* _Passage given_

>> begin

All You Need to Know About Nepal Tourist Visa 2026

All You Need to Know About Nepal Tourist Visa 2026

All You Need to Know About Nepal Tourist Visa 2026

Published
Updated 10 Jun 2026
7 min read
3,940 views

A Nepal tourist visa costs USD 30 for 15 days, USD 50 for 30 days, or USD 125 for 90 days, and almost every nationality can get one on arrival at Kathmandu's Tribhuvan International Airport or at the major land borders. Indian citizens need no visa at all, most SAARC nationals and Chinese citizens get theirs free, and around a dozen nationalities must apply in advance at an embassy. The visa is multiple entry, can be extended inside Nepal for up to 150 days per calendar year, and the queues move faster if you complete the official online form before you fly. This guide covers every way to get the visa, the current fees, and the special cases.

 

What Is a Nepal Tourist Visa?

>> end

* _Source data_
>> begin

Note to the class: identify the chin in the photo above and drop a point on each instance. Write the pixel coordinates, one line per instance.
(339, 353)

>> end

* _Given request A_
Copy the passage of the Nepal tourist visa guide starting at "A Nepal tourist visa costs" and ending at "Nepal Tourist Visa?".
* _Given request B_
Write the next part of the Nepal tourist visa guide, picking up right after its last line.

* _Response A_
A Nepal tourist visa costs USD 30 for 15 days, USD 50 for 30 days, or USD 125 for 90 days, and almost every nationality can get one on arrival at Kathmandu's Tribhuvan International Airport or at the major land borders. Indian citizens need no visa at all, most SAARC nationals and Chinese citizens get theirs free, and around a dozen nationalities must apply in advance at an embassy. The visa is multiple entry, can be extended inside Nepal for up to 150 days per calendar year, and the queues move faster if you complete the official online form before you fly. This guide covers every way to get the visa, the current fees, and the special cases.

 

What Is a Nepal Tourist Visa?

* _Response B_
A Nepal tourist visa is a multiple-entry entry permit issued by Nepal's Department of Immigration for tourism, trekking, and other non-working visits. Every visa issued on arrival is a tourist visa; other categories (business, study, work) must be arranged through different channels. The clock starts on the day you enter Nepal, and the 15, 30, or 90 days count your total permitted stay, not the validity of the sticker.

 

How Can You Get a Nepal Tourist Visa?

Three routes lead to the same visa: on arrival at an airport, on arrival at a land border, or in advance at a Nepali embassy or consulate. A fourth option, the official online pre-arrival form, speeds up the first two.

Visa on Arrival at the Airports

Tribhuvan International Airport (TIA) in Kathmandu issues the large majority of tourist visas, and Nepal's two newer international airports, Gautam Buddha International in Bhairahawa and Pokhara International, offer the same service. The process takes three steps: fill the form at a self-service kiosk (or online beforehand), pay the fee at the bank counter, and present your passport, receipt, and form at the immigration desk. During the peak months of October, November, March, and April, the whole process can take 45 to 90 minutes. Our guide to visa on arrival and visa extension in Nepal walks through each step in detail.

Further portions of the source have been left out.